## Begin Supplied material
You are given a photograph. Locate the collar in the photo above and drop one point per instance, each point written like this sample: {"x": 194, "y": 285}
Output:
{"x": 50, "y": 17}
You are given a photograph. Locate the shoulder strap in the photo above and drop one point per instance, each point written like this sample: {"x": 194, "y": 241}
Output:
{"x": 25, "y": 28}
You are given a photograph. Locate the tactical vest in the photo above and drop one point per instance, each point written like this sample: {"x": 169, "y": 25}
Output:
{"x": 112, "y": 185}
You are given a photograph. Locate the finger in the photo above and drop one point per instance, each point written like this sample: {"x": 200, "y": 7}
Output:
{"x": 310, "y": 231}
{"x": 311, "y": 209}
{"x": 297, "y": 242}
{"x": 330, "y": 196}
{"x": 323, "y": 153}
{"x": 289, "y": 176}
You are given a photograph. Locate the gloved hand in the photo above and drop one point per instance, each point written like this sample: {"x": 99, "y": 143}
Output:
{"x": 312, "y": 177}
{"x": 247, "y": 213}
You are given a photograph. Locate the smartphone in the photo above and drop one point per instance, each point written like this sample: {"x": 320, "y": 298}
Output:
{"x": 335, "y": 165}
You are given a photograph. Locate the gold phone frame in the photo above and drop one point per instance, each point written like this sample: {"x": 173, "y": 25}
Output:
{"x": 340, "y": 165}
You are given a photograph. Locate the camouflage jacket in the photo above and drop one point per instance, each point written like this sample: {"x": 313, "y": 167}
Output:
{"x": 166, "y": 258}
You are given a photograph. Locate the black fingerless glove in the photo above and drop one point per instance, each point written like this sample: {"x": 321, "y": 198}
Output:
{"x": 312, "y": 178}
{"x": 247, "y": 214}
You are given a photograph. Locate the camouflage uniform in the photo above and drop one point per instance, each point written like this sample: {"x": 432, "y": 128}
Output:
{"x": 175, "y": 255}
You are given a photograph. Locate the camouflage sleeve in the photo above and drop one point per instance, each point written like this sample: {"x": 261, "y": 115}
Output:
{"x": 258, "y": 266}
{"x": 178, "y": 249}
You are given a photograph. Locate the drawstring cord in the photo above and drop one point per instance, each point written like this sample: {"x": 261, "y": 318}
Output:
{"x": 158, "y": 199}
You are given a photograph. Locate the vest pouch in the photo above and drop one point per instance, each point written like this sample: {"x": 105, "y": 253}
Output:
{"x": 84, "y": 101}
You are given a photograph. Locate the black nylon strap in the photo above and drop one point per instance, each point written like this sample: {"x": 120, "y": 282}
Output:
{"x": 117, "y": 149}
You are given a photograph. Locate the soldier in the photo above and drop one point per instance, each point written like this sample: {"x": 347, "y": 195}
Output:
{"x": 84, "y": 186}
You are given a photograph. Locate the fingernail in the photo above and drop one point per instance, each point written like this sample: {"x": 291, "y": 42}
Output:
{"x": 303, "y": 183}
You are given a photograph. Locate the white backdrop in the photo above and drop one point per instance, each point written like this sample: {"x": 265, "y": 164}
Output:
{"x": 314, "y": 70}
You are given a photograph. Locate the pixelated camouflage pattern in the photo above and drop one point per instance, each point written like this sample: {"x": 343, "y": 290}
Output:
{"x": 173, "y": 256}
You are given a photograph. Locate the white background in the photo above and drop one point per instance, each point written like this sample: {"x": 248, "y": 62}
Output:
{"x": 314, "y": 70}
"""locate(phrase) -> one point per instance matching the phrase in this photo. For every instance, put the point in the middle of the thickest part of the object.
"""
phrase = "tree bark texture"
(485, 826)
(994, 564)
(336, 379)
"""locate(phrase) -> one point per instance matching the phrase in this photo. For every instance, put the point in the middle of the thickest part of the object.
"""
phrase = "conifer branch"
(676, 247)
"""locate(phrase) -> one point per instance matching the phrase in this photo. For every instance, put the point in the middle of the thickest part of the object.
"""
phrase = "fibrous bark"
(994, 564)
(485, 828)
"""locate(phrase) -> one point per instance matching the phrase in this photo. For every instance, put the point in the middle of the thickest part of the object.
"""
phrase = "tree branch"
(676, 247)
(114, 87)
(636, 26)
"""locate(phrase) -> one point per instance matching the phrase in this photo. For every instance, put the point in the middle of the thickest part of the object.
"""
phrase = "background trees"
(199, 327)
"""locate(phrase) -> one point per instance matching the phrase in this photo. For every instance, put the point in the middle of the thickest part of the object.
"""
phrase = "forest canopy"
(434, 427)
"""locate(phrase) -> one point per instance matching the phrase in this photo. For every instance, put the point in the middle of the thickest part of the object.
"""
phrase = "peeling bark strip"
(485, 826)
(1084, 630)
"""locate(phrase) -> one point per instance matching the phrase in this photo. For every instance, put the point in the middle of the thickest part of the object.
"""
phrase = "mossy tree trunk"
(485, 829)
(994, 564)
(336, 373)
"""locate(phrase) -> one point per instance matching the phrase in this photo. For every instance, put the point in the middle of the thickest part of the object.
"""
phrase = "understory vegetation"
## End Supplied material
Work required »
How many lines of the listing above contain the string "bark"? Reply with the number alone.

Task result »
3